● **Ваше задание**
Допишите текст о маклерах, торговавших ипотечными облигациями и федеральными кредитами. Начните сразу после его последнего предложения.

● **Текст для чтения**
= = = = = = =
Время шло, и Раньери мог себе позволить меньше участвовать в повседневной торговле. «Леви как никто умел видеть картину в целом, – рассказывает Энди Стоун. – Он говорил, что в следующие две недели ипотечные облигации будут расти лучше, чем казначейские векселя, и в 95 случаях из 100 бывал прав. А когда ошибался, всегда мог вызвать к себе дюжину сбербанков и уговорить их выкупить нашу позицию по закладным». Но Раньери не был столь же хорош в деталях, и маклерам пришлось самим углубиться в подробности работы рынка облигаций. «Маклеры стали иными, – рассказывает ветеран торговли ипотечными облигациями Сэмюэл Сакс. – Они набрали к себе классных технологов, которые начали дробить ипотечные облигации на мелкие части. Рынок стал настолько сложным, что Леви уже не мог удерживать в голове все важные детали».

Молодые маклеры имели дипломы МВА, были докторами наук. Первым в этом новом поколении появился Кронталь, затем пришли Гаупт, Рот, Стоун, Бриттенхэм, Нэдулман, Баум, Кенделл и Хью Рубин. Эти молодые маклеры умели замечательно ловко использовать склонность заемщиков не вовремя погашать ссуды. Есть прекрасный пример того, как Уолл-стрит нажилась на путанице в Вашингтоне. Стив Рот и Скотт Бриттенхэм сделали десятки миллионов долларов на торговле федеральными строительными кредитами, которые выдавались фирмам, строившим жилища, под гарантии федерального правительства. В 1981 году в бюджете федерального правительства был значительный дефицит. Приняли программу распродажи активов. Среди продаваемых активов были ссуды строителям дешевого жилья, выдававшиеся в 1960-х и 1970-х годах. Кредиты эти выдавались по ставкам ниже рыночных, то есть представляли собой субсидии. Из-за низкого купонного процента на открытом рынке их всегда продавали со значительной скидкой к номиналу, обычно по 60 центов за доллар. Так что, например, 30-летний кредит на сумму 100 миллионов долларов, по которому выплачивали 4 процента годовых (а при вложении этих денег, скажем, в казначейские облигации можно было получать 13 процентов годовых), шел по цене 60 миллионов долларов.

О продаже федеральных кредитов в «Wall Street Journal» появилось крошечное объявление. Похоже, что его прочитали только два человека – Рот и Бриттенхэм. Сегодня Бриттенхэм вспоминает: «Мы годами доминировали на этом рынке. В 1981 году, когда я начал этим заниматься, мы были единственными, кто их покупал». Игра оказалась очень азартной. Фокус был в том, чтобы заранее угадать, какой из федеральных кредитов будет погашен раньше, потому что, когда это происходило, владельцу ссуды, кредитору, доставалась громадная и мгновенная прибыль. И все дело было в том, что эти кредиты шли со скидкой от номинала. Когда Рот и Бриттенхэм покупали по 60 центов за доллар ссуду, долги по которой немедленно покрывались заемщиком, они на каждый купленный доллар кредита получали по 40 центов прибыли. Чтобы выигрывать в этой игре, нужно было уметь находить ситуации, в которых ссуды погашались досрочно. Было два возможных варианта.
= = = = = = =
● **Записи**
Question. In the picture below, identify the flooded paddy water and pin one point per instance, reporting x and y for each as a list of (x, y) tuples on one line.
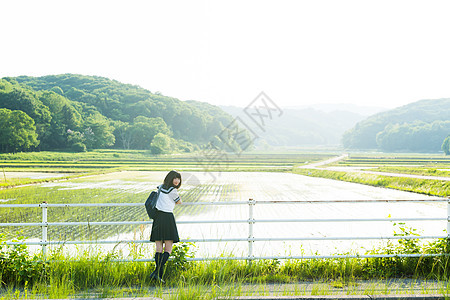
[(235, 186)]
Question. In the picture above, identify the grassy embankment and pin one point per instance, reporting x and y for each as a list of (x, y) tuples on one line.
[(425, 165), (24, 275), (92, 272)]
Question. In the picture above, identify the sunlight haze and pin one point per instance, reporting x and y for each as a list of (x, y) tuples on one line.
[(370, 53)]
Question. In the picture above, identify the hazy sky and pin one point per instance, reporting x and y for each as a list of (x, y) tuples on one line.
[(378, 53)]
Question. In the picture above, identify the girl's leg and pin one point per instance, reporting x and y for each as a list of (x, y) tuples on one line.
[(168, 245), (165, 256), (159, 247), (158, 259)]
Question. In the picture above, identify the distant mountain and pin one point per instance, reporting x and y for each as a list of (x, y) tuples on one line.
[(420, 126), (72, 111), (301, 127)]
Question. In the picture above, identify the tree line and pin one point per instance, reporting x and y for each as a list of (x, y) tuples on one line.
[(77, 112)]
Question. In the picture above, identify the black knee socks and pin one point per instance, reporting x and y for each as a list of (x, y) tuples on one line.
[(164, 257)]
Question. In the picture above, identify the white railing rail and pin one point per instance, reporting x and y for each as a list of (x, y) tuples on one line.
[(250, 221)]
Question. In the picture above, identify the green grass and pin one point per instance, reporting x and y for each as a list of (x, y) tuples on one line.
[(90, 271), (421, 186)]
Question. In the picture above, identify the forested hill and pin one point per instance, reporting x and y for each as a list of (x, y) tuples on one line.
[(75, 111), (421, 126)]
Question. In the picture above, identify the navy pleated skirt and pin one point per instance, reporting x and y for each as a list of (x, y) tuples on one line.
[(164, 228)]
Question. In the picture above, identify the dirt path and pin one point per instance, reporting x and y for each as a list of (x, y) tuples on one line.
[(359, 170)]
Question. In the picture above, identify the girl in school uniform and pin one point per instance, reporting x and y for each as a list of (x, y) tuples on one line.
[(164, 229)]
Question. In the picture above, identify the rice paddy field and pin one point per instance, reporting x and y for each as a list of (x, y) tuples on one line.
[(128, 177)]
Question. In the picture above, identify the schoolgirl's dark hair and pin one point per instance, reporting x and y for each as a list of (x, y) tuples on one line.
[(168, 181)]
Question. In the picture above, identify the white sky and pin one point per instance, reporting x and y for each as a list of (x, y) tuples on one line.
[(376, 53)]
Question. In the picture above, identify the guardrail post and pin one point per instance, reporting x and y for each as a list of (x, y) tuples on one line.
[(251, 221), (448, 218), (44, 228)]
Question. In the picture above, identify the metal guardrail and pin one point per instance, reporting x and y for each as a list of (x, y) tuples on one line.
[(250, 221)]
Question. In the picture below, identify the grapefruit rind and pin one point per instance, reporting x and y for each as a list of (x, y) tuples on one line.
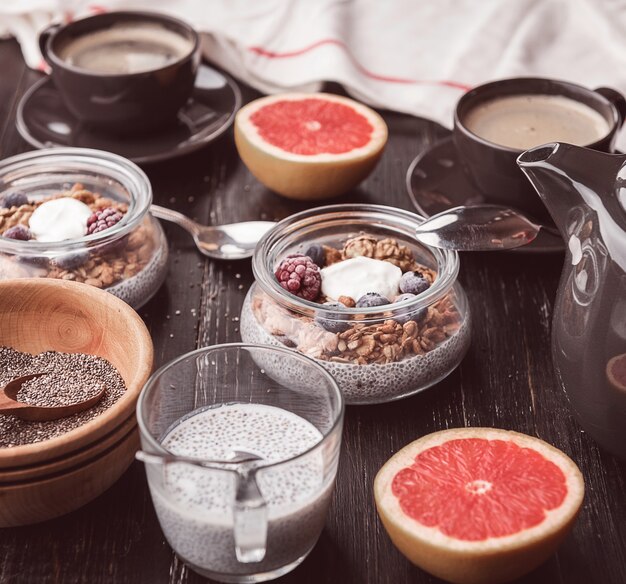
[(490, 561), (610, 373), (307, 176)]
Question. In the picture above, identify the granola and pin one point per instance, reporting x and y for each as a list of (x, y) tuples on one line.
[(103, 266), (397, 334)]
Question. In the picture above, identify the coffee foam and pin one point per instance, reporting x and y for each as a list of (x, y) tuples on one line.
[(526, 121), (148, 47)]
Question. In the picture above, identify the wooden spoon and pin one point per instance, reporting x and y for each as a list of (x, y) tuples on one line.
[(10, 405)]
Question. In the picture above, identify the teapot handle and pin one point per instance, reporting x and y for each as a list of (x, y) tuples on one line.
[(617, 99)]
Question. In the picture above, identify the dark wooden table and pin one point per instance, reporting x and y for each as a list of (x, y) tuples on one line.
[(506, 380)]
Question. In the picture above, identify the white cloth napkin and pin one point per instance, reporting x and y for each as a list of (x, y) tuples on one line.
[(413, 56)]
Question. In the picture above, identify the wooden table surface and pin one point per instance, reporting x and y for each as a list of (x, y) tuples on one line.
[(506, 380)]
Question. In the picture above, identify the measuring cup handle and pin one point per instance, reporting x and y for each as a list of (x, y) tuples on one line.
[(250, 518)]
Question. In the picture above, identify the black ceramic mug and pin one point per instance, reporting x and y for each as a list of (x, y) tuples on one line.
[(124, 102), (492, 168)]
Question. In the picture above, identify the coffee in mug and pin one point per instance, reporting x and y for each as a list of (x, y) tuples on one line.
[(526, 121), (495, 122), (125, 48), (123, 73)]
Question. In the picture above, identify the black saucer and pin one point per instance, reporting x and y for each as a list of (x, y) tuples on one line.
[(44, 121), (436, 182)]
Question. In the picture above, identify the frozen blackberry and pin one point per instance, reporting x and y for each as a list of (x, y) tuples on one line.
[(413, 283), (14, 199), (404, 315), (19, 232), (333, 322), (317, 255), (371, 299), (299, 275), (103, 219), (71, 261)]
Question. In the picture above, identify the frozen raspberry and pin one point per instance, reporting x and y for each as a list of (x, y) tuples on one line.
[(413, 283), (18, 231), (299, 275), (371, 299), (71, 261), (103, 219), (14, 199), (317, 254)]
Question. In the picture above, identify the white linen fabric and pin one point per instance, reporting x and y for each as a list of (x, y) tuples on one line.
[(413, 56)]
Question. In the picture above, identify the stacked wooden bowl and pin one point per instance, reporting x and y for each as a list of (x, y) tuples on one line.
[(44, 480)]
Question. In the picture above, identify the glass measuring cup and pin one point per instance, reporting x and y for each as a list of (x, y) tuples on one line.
[(241, 444)]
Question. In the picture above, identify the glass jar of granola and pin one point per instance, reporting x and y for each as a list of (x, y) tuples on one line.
[(349, 286), (82, 215)]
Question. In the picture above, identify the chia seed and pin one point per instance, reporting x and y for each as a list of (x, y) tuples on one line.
[(72, 377)]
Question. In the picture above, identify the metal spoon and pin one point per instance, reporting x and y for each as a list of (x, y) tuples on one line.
[(10, 405), (479, 228), (238, 456), (234, 241)]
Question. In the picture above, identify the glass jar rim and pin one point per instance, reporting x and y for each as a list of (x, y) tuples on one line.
[(447, 260), (142, 410), (105, 164)]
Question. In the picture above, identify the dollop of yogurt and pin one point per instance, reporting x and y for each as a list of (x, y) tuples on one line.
[(59, 219), (358, 276)]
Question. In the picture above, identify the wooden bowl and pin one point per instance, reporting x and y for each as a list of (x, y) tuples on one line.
[(46, 314), (71, 461), (26, 502)]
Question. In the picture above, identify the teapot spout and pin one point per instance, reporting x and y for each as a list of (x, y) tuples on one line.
[(565, 176)]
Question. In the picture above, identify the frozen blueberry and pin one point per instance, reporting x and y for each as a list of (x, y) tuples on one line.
= = = = = = =
● **Ответ к упражнению**
Во-первых, финансовые неурядицы. Когда организация попадала в сложный переплет, всегда возникали перспективы. «Было здорово, когда удавалось найти программу жилищного строительства, у которой не было денег для оплаты закладных, – рассказывает Бриттенхэм. – Было здорово, что кредиты имели гарантии федерального правительства, и в случае дефолта оно целиком погашало обязательства. Можно было мгновенно получить миллионы долларов прибыли».

Другим вариантом, когда можно было рассчитывать на выкуп закладных по номиналу, были дорогие строительные проекты. Бриттенхэм вспоминает: «Нужно было найти классное жилье, отнюдь не трущобы, а нечто с хорошим бассейном, теннисным кортом, микроволновками. Когда удавалось найти такой вариант, можно было поздравить себя – „есть шанс это дело конвертировать"». Для конвертации нужно было уговорить обитателей этих жилищ выкупить закладные на них у собственника/застройщика, который в свою очередь возвращал ссуду правительству. Когда правительство получало свои деньги, оно возвращало Роту и Бриттенхэму номинальную величину кредита, который был выкуплен ими по цене 60 центов за доллар. Двое молодых выпускников университета с Уолл-стрит, обследующих национальные проекты жилищного строительства в поисках плавательных бассейнов и безденежных жильцов, могли показаться смешными, пока они не достигли своего и не заработали 10 миллионов долларов. Изумляет то, что люди из Вашингтона, которые должны были заниматься этими проектами, не сделали того же самого. Но они не понимали истинной стоимости займов. Они рассчитывали, что рынки заплатят им справедливую цену, но рынок оказался неэффективным.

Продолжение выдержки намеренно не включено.